(Location annotation dataset excerpts)
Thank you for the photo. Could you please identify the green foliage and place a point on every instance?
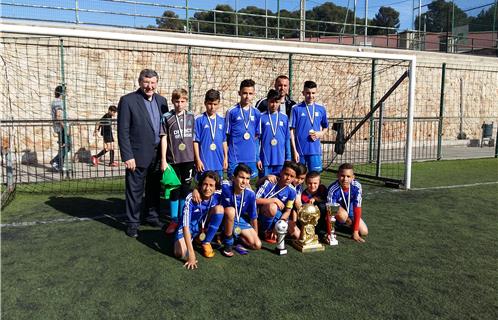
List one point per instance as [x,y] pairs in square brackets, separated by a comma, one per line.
[440,15]
[386,17]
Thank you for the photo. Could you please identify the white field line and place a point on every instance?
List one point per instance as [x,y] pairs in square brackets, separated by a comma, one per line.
[365,196]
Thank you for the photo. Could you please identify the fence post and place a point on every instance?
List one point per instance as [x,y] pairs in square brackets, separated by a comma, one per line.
[189,62]
[378,162]
[372,104]
[441,113]
[291,74]
[66,135]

* _Brief_: Transcribe all the lines above exactly, apart from the pictures.

* _Written reply_:
Thank you for the photo. Could you please identify the green foliage and place a point on every instance?
List one point per instance as [x,y] pairs in square brackets, separated by a comma, one per line.
[440,15]
[386,17]
Thank you for the photo. Could you please identify the white field line and place a point on every instance?
List one point per instance as [x,y] pairs in square brackets, separated by a comma, one per line.
[365,196]
Thank you for the photo. Could you please identify the fence post and place a point on every instance?
List one point per instance as [x,y] pairs in square brackets, separated by a comma, one per line.
[189,62]
[378,162]
[372,104]
[441,113]
[291,74]
[66,135]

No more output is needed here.